**SUPPLIED MATERIAL:**
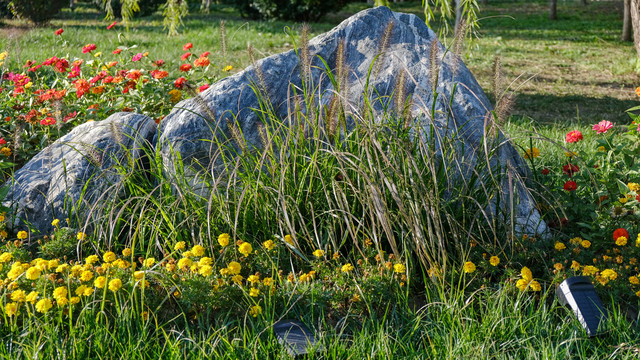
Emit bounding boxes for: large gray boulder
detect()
[157,7,547,234]
[2,113,157,234]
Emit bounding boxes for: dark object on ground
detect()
[273,320,319,356]
[6,0,69,25]
[556,276,607,337]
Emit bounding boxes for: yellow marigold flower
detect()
[56,297,69,307]
[524,148,540,159]
[102,251,116,263]
[231,275,244,285]
[142,258,156,267]
[238,242,253,257]
[198,256,213,266]
[393,263,407,274]
[0,252,12,263]
[340,263,355,272]
[84,255,99,265]
[199,265,213,276]
[262,240,276,251]
[25,291,38,304]
[36,299,53,314]
[4,303,18,317]
[249,306,262,317]
[284,235,293,246]
[463,261,476,274]
[600,269,618,280]
[227,261,242,275]
[11,290,27,302]
[218,233,229,247]
[80,270,93,281]
[53,286,67,299]
[27,267,41,280]
[93,276,107,289]
[489,256,500,266]
[582,265,600,276]
[109,278,122,292]
[178,258,193,270]
[191,245,204,257]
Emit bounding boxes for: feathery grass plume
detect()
[429,37,440,94]
[451,19,468,76]
[495,93,516,124]
[300,23,311,86]
[373,21,393,79]
[109,121,124,146]
[220,20,227,69]
[491,55,504,102]
[183,81,216,126]
[227,120,247,154]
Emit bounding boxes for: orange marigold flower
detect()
[193,57,210,67]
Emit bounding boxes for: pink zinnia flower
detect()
[82,44,97,54]
[566,130,582,143]
[592,120,613,134]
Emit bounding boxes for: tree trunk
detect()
[549,0,558,20]
[631,0,640,58]
[622,0,633,41]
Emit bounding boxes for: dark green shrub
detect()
[6,0,69,25]
[235,0,347,21]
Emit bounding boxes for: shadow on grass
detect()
[513,94,638,125]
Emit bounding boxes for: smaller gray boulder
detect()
[2,113,157,234]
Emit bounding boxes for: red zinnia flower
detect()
[173,77,187,89]
[613,228,629,241]
[563,180,578,191]
[193,57,210,67]
[40,117,56,126]
[82,44,97,54]
[566,130,582,143]
[562,164,580,177]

**REQUIRED TASK:** Put every line of the records above into a numbered list, skipping any blank lines and leaving out the pictures.

**WRITTEN REPLY:**
1. Emit bounding boxes for: large gray boulder
2. detect()
3. [157,7,547,234]
4. [2,113,157,234]
5. Emit bounding boxes for: dark object on ground
6. detect()
7. [273,320,319,356]
8. [6,0,69,25]
9. [556,276,607,337]
10. Emit bounding boxes for: yellow marigold flower
11. detect()
12. [56,297,69,307]
13. [524,148,540,159]
14. [102,251,116,263]
15. [231,275,244,285]
16. [142,258,156,267]
17. [238,242,253,257]
18. [198,256,213,266]
19. [393,263,407,274]
20. [0,252,12,263]
21. [340,263,355,272]
22. [84,255,99,265]
23. [199,265,213,276]
24. [262,240,276,251]
25. [25,291,38,304]
26. [36,299,53,314]
27. [4,303,18,317]
28. [249,306,262,317]
29. [284,235,293,246]
30. [463,261,476,274]
31. [600,269,618,280]
32. [227,261,242,275]
33. [11,290,27,302]
34. [218,233,229,247]
35. [80,270,93,281]
36. [53,286,67,299]
37. [27,267,41,280]
38. [93,276,107,289]
39. [489,256,500,266]
40. [582,265,600,276]
41. [109,278,122,292]
42. [178,258,193,270]
43. [191,245,204,257]
44. Emit bounding boxes for: feathery grass plume
45. detect()
46. [429,37,440,94]
47. [451,19,468,76]
48. [495,93,516,124]
49. [300,23,311,86]
50. [373,21,393,79]
51. [109,121,124,146]
52. [220,20,227,69]
53. [491,55,504,102]
54. [183,81,216,126]
55. [227,120,247,154]
56. Emit bounding boxes for: orange marigold flower
57. detect()
58. [193,57,210,67]
59. Emit bounding boxes for: pink zinnia flower
60. detect()
61. [82,44,97,54]
62. [566,130,582,143]
63. [592,120,613,134]
64. Emit bounding boxes for: tree trunk
65. detect()
66. [549,0,558,20]
67. [631,0,640,58]
68. [622,0,633,41]
69. Emit bounding boxes for: dark green shrub
70. detect()
71. [6,0,69,25]
72. [235,0,347,21]
73. Emit bounding boxes for: shadow on grass
74. detect()
75. [513,94,638,125]
76. Emit bounding boxes for: smaller gray boulder
77. detect()
78. [2,113,157,234]
79. Emit bounding boxes for: red zinnia flower
80. detect()
81. [173,77,187,89]
82. [613,228,629,241]
83. [563,180,578,191]
84. [193,57,210,67]
85. [40,117,56,126]
86. [82,44,97,54]
87. [566,130,582,143]
88. [562,164,580,177]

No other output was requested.